Selected text:
Measure What Matters: How We Evaluate Impact and Strengthen Detection Across Safety Workflows

Fiona Thornton
VP, Partnerships, Resolver Trust & Safety
Stephen Nugent
Stephen Nugent
Head of Data Services, Resolver Trust & Safety
· 5 minute read
Graphic showing two people shaking hands with data charts around them, next to a gold and blue badge that says “celebrating 20 years of online safety” to commemorate resolver's trust & safety anniversary

This is the eighth installment in our series: “20 Years in Online Safety: Reflecting, Evolving, and Adapting,” leading to the 20th anniversary of Resolver’s presence in the Trust & Safety community on Nov. 25, 2025. Originally launched as Crisp Thinking in 2005, we've had multiple generations of online safety professionals carry the mission forward. For this series, we asked our team, managers, and leadership to reflect on the journey we’ve taken so far and the road ahead, as we continue in our core mission to protect children online.


In online safety, proving what works isn’t just about numbers. It’s about understanding what those numbers mean for users, for partners, and for the ecosystems we protect.

For Resolver, measuring effectiveness isn’t a static process. It’s a cycle of learning, testing, refining, and reapplying across technologies, sectors, and use cases. This work helps us understand where our services perform well and where our expertise can support new challenges.

From tactical fixes to deep partnerships: The power of earning trust

Many partnerships begin in moments of urgency — a compliance deadline, a public incident, or the discovery of a gap in detection. These engagements are often tactical at first, focused on immediate results: fast takedowns, high enforcement rates, or visible outcomes.

Data segment:
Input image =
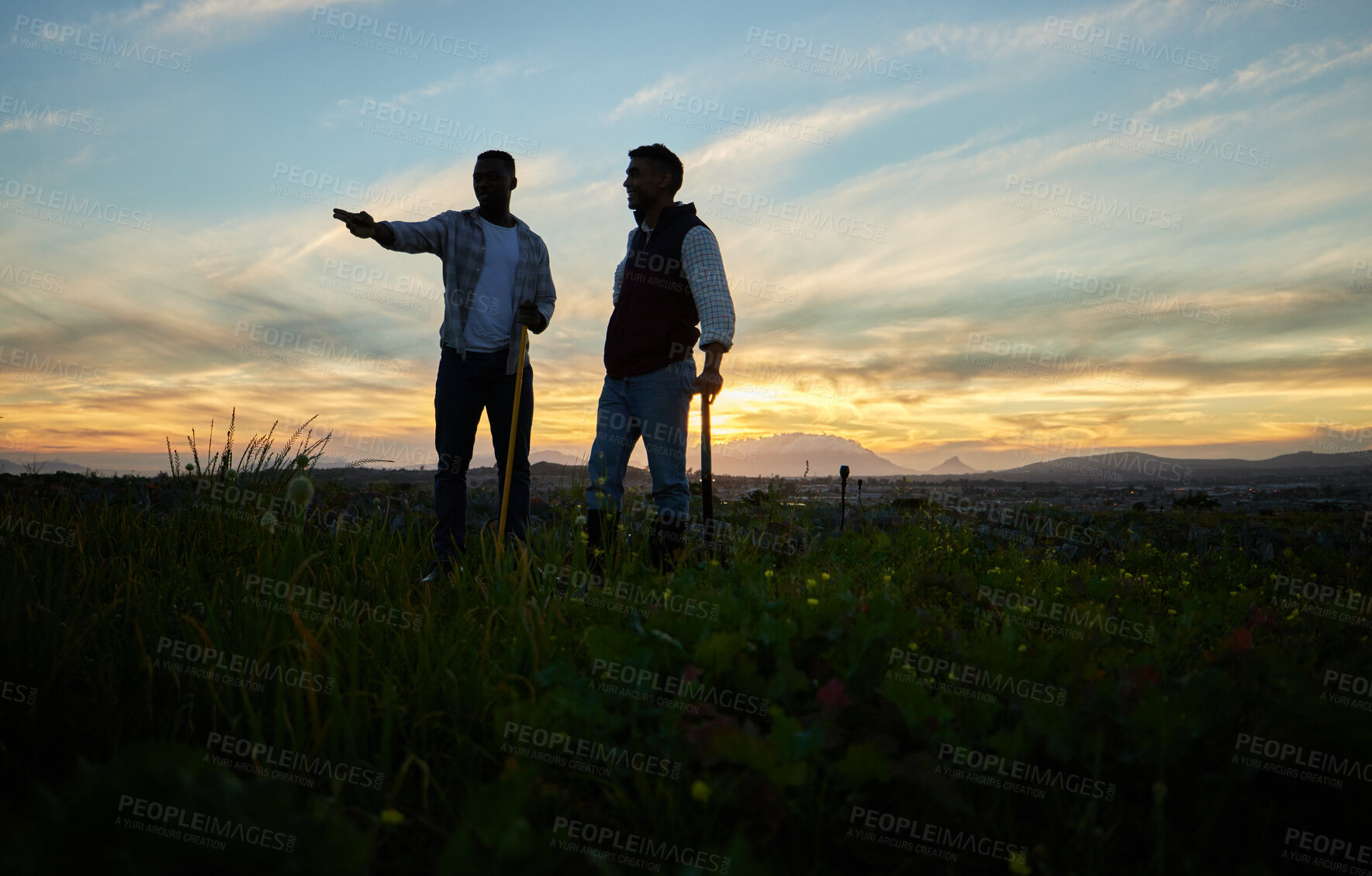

Request 1: From the piece on measuring impact in online safety, copy the stretch from "This is the" through "protect children online.".
Request 2: In the piece on measuring impact in online safety, what name did Resolver first launch under in 2005?

Reply 1:
This is the eighth installment in our series: “20 Years in Online Safety: Reflecting, Evolving, and Adapting,” leading to the 20th anniversary of Resolver’s presence in the Trust & Safety community on Nov. 25, 2025. Originally launched as Crisp Thinking in 2005, we've had multiple generations of online safety professionals carry the mission forward. For this series, we asked our team, managers, and leadership to reflect on the journey we’ve taken so far and the road ahead, as we continue in our core mission to protect children online.

Reply 2: Crisp Thinking